● **AIM**: Could you render every line of the records below as a numbered list, skipping blank lines and leaving the pictures out?

[EXCERPTED RECORDS start]

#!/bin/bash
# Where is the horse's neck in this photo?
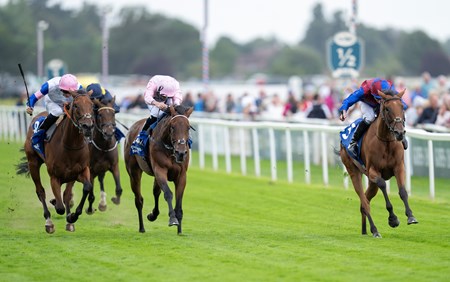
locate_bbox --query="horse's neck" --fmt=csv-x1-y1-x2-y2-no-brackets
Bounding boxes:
376,116,393,141
61,117,84,145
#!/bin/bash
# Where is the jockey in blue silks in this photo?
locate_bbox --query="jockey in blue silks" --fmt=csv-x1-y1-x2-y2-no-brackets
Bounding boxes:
339,78,408,156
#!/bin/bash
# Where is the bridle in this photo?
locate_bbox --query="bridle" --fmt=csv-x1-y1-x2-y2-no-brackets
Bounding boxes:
163,115,192,163
63,94,94,133
91,106,119,152
380,97,405,134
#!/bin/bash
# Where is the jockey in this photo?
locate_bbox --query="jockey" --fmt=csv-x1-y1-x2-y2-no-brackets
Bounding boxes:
26,74,82,155
339,78,408,156
131,75,183,156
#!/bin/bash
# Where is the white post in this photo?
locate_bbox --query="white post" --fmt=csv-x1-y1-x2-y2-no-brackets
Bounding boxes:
36,21,48,79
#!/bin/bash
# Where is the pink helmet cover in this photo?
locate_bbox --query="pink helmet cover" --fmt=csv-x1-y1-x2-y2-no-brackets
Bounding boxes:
59,74,78,91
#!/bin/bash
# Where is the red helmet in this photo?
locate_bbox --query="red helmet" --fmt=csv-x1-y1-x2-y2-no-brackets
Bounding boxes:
59,74,78,91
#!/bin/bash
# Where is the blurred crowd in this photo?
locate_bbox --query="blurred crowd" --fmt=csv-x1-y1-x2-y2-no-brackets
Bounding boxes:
107,72,450,129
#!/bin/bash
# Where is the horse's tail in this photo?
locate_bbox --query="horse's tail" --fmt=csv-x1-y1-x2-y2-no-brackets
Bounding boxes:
16,148,30,177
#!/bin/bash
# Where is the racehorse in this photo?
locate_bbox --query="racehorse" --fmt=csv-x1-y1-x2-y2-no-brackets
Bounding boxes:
67,97,122,214
339,90,418,237
17,90,94,234
124,106,193,235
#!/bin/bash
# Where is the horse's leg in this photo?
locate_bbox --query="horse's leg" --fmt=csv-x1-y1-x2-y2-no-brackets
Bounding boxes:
369,170,400,227
63,182,75,232
28,161,55,234
147,179,161,221
111,164,122,205
67,167,92,223
347,165,381,237
154,168,179,226
50,176,66,214
86,177,95,215
175,174,186,235
394,167,419,225
127,164,145,233
97,172,108,211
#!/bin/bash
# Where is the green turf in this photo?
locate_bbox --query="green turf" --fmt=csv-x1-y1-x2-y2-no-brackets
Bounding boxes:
0,142,450,281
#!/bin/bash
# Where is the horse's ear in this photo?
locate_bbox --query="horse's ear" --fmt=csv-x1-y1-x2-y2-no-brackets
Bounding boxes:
92,99,103,108
185,107,194,117
378,90,387,99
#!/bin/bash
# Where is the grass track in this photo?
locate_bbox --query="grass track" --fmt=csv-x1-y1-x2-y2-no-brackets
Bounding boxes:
0,142,450,281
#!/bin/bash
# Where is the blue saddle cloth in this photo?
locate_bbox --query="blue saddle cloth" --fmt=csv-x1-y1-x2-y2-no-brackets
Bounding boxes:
339,118,364,166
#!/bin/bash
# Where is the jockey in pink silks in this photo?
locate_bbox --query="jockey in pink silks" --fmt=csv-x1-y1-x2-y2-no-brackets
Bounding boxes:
131,75,183,156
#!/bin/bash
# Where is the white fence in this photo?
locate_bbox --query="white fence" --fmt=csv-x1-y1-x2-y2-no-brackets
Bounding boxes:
0,106,450,198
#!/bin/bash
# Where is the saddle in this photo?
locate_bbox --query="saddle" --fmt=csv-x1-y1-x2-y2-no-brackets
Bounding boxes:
339,118,365,167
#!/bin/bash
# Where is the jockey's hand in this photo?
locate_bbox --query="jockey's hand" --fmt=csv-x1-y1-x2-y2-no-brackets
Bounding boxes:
26,107,33,116
339,110,347,121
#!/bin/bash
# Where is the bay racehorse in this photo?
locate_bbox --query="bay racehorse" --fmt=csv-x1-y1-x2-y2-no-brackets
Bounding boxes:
17,90,94,233
124,106,193,234
339,90,418,237
67,97,122,214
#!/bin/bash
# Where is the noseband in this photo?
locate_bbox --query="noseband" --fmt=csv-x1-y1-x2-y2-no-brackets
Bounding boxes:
164,115,190,163
64,94,93,132
381,97,405,133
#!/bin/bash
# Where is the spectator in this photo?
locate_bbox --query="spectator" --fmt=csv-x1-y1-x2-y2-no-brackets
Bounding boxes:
305,94,332,119
181,92,194,108
225,93,236,114
436,96,450,128
283,91,298,117
417,91,439,124
194,92,205,112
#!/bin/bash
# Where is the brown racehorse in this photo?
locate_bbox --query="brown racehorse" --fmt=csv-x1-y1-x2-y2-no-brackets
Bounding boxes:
124,106,193,234
67,97,122,214
339,90,418,237
17,90,94,233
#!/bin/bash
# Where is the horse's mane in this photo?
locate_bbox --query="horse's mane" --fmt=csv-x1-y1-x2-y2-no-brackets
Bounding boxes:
383,89,398,97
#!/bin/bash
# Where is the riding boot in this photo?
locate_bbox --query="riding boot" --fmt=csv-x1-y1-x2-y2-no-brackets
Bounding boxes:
402,138,408,150
31,114,58,156
348,120,370,157
131,116,157,157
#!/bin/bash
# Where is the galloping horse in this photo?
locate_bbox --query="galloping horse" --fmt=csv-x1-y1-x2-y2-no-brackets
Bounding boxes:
124,106,193,234
17,90,94,233
67,97,122,214
339,90,418,237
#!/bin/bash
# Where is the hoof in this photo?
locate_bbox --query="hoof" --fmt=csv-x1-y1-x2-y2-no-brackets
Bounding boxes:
147,212,158,221
408,216,419,225
98,204,108,211
66,223,75,232
373,232,382,238
169,217,180,226
111,197,120,205
45,224,55,234
66,213,78,223
389,217,400,228
86,208,95,215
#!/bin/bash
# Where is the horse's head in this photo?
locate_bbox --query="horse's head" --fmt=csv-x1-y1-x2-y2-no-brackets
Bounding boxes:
93,96,116,140
68,90,94,139
168,106,194,163
378,89,406,141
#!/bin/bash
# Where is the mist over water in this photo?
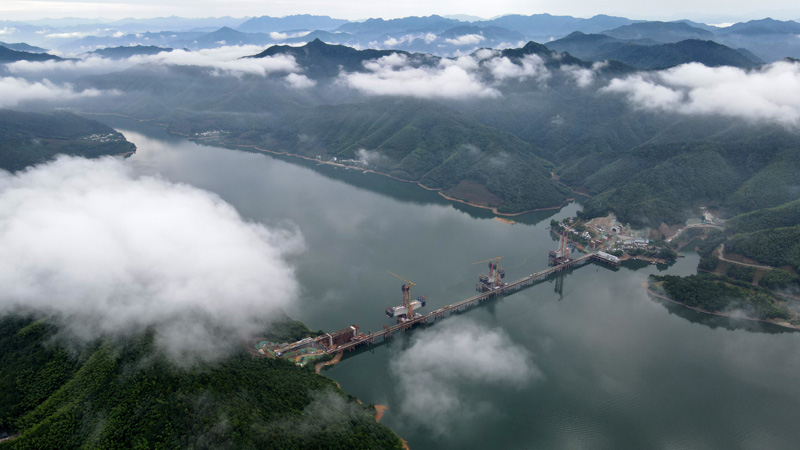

[EXCERPTED RECORDS end]

● **PROBLEM SOLUTION**:
1. #!/bin/bash
2. # Where is the horse's neck in this photo?
3. locate_bbox --query="horse's neck" --fmt=csv-x1-y1-x2-y2-no-brackets
4. Bounding boxes:
5. 376,116,393,141
6. 61,117,84,145
7. #!/bin/bash
8. # Where is the jockey in blue silks in this photo?
9. locate_bbox --query="jockey in blue silks" --fmt=csv-x1-y1-x2-y2-no-brackets
10. Bounding boxes:
11. 339,78,408,156
12. #!/bin/bash
13. # Where is the bridle in this photo?
14. locate_bbox --query="bridle" --fmt=csv-x1-y1-x2-y2-no-brackets
15. Bounding boxes:
16. 163,115,192,163
17. 63,94,94,133
18. 91,106,119,152
19. 380,97,405,134
20. #!/bin/bash
21. # Where is the jockey in this photo?
22. locate_bbox --query="jockey" --fmt=csv-x1-y1-x2-y2-no-brackets
23. Bounding boxes:
24. 26,74,82,155
25. 339,78,408,156
26. 131,75,183,156
27. #!/bin/bash
28. # Where is the white post in this photo?
29. locate_bbox --query="white post" --fmt=csv-x1-y1-x2-y2-no-brackets
30. Bounding boxes:
31. 36,21,48,79
32. #!/bin/bash
33. # Where is the pink helmet cover in this photo?
34. locate_bbox --query="pink helmet cover" --fmt=csv-x1-y1-x2-y2-no-brackets
35. Bounding boxes:
36. 59,74,78,91
37. #!/bin/bash
38. # Where is the red helmet in this photo?
39. locate_bbox --query="red helmet" --fmt=csv-x1-y1-x2-y2-no-brackets
40. Bounding boxes:
41. 59,74,78,91
42. #!/bin/bash
43. # Where is the blurred crowd in this photo?
44. locate_bbox --query="blurred crowd" --fmt=csv-x1-y1-x2-y2-no-brackets
45. Bounding boxes:
46. 107,72,450,129
47. #!/bin/bash
48. # Where is the horse's tail in this photo?
49. locate_bbox --query="horse's tail" --fmt=csv-x1-y1-x2-y2-no-brackets
50. Bounding boxes:
51. 16,148,30,177
52. #!/bin/bash
53. # Where is the racehorse in this photo?
54. locate_bbox --query="racehorse" --fmt=csv-x1-y1-x2-y2-no-brackets
55. Bounding boxes:
56. 67,97,122,214
57. 339,90,418,237
58. 17,90,94,234
59. 124,106,193,235
60. #!/bin/bash
61. # Where is the horse's leg in this photo?
62. locate_bbox --query="horse's leg" --fmt=csv-x1-y1-x2-y2-no-brackets
63. Bounding boxes:
64. 369,170,400,227
65. 63,182,75,232
66. 28,161,55,234
67. 147,179,161,221
68. 111,164,122,205
69. 67,167,92,223
70. 347,165,381,237
71. 154,168,179,226
72. 50,176,66,214
73. 86,177,95,215
74. 175,174,186,235
75. 394,167,419,225
76. 127,164,145,233
77. 97,172,108,211
78. #!/bin/bash
79. # Where is the green turf in this photo?
80. locate_bbox --query="green turf" --fmt=csv-x1-y1-x2-y2-no-brackets
81. Bounding boxes:
82. 0,142,450,281
83. #!/bin/bash
84. # Where is the horse's ear in this photo?
85. locate_bbox --query="horse's ear" --fmt=csv-x1-y1-x2-y2-no-brackets
86. Bounding boxes:
87. 92,99,103,108
88. 185,107,194,117
89. 378,90,387,99
90. #!/bin/bash
91. # Where is the grass track in this photo?
92. locate_bbox --query="grass track" --fmt=csv-x1-y1-x2-y2-no-brackets
93. Bounding boxes:
94. 0,142,450,281
95. #!/bin/bash
96. # Where is the blue saddle cloth in this photo?
97. locate_bbox --query="blue saddle cloth" --fmt=csv-x1-y1-x2-y2-no-brackets
98. Bounding boxes:
99. 339,118,364,166
100. #!/bin/bash
101. # Where is the jockey in pink silks in this photo?
102. locate_bbox --query="jockey in pink silks" --fmt=csv-x1-y1-x2-y2-no-brackets
103. Bounding boxes:
104. 131,75,183,156
105. #!/bin/bash
106. # Where is the white fence in this photo?
107. locate_bbox --query="white fence" --fmt=csv-x1-y1-x2-y2-no-brackets
108. Bounding boxes:
109. 0,106,450,198
110. #!/bin/bash
111. # Where is the saddle in this photo?
112. locate_bbox --query="saddle" --fmt=csv-x1-y1-x2-y2-no-brackets
113. Bounding boxes:
114. 339,118,365,167
115. #!/bin/bash
116. # Where is the jockey's hand in this photo?
117. locate_bbox --query="jockey's hand" --fmt=csv-x1-y1-x2-y2-no-brackets
118. Bounding boxes:
119. 26,107,33,116
120. 339,110,347,121
121. #!/bin/bash
122. # Where is the bay racehorse in this photo?
123. locate_bbox --query="bay racehorse" --fmt=csv-x1-y1-x2-y2-no-brackets
124. Bounding boxes:
125. 17,90,94,233
126. 124,106,193,234
127. 339,90,418,237
128. 67,97,122,214
129. #!/bin/bash
130. # Where is the noseband in this photo?
131. locate_bbox --query="noseband" --fmt=csv-x1-y1-x2-y2-no-brackets
132. Bounding boxes:
133. 164,115,190,163
134. 64,94,93,132
135. 381,97,405,133
136. #!/bin/bash
137. # Where is the spectator in this photo?
138. locate_bbox --query="spectator" --fmt=csv-x1-y1-x2-y2-no-brackets
139. Bounding boxes:
140. 305,94,332,119
141. 181,92,194,108
142. 225,93,236,114
143. 436,96,450,128
144. 283,91,298,117
145. 417,91,439,124
146. 194,92,205,112
147. #!/bin/bash
148. # Where is the brown racehorse in this photo?
149. locate_bbox --query="brown racehorse" --fmt=csv-x1-y1-x2-y2-no-brackets
150. Bounding boxes:
151. 124,106,193,234
152. 67,97,122,214
153. 339,90,418,237
154. 17,90,94,233
155. #!/bin/bash
156. # Where is the horse's mane in this photo?
157. locate_bbox --query="horse's mane" --fmt=csv-x1-y1-x2-y2-no-brackets
158. Bounding boxes:
159. 383,89,398,97
160. #!/bin/bash
161. # Where is the riding boot in this photo?
162. locate_bbox --query="riding boot" --fmt=csv-x1-y1-x2-y2-no-brackets
163. Bounding boxes:
164. 402,138,408,150
165. 31,114,58,156
166. 348,120,370,157
167. 131,116,157,157
168. #!/bin/bash
169. # Where is the galloping horse in this photo?
170. locate_bbox --query="galloping horse" --fmt=csv-x1-y1-x2-y2-no-brackets
171. Bounding boxes:
172. 124,106,193,234
173. 17,90,94,233
174. 67,97,122,214
175. 339,90,418,237
176. #!/bin/bash
177. # Where is the hoof in this photo?
178. locate_bbox --query="hoof" --fmt=csv-x1-y1-x2-y2-no-brackets
179. Bounding boxes:
180. 147,212,158,221
181. 408,216,419,225
182. 98,204,108,211
183. 66,223,75,232
184. 373,232,382,238
185. 169,217,180,226
186. 111,197,120,205
187. 45,224,55,234
188. 66,213,78,223
189. 389,217,400,228
190. 86,208,95,215
191. #!/bin/bash
192. # Where is the horse's head in this photo?
193. locate_bbox --query="horse's head" --fmt=csv-x1-y1-x2-y2-no-brackets
194. Bounding boxes:
195. 93,96,116,140
196. 68,90,94,139
197. 168,106,194,163
198. 378,89,406,141
199. #!/bin/bash
200. # Where is the mist over water in this photo?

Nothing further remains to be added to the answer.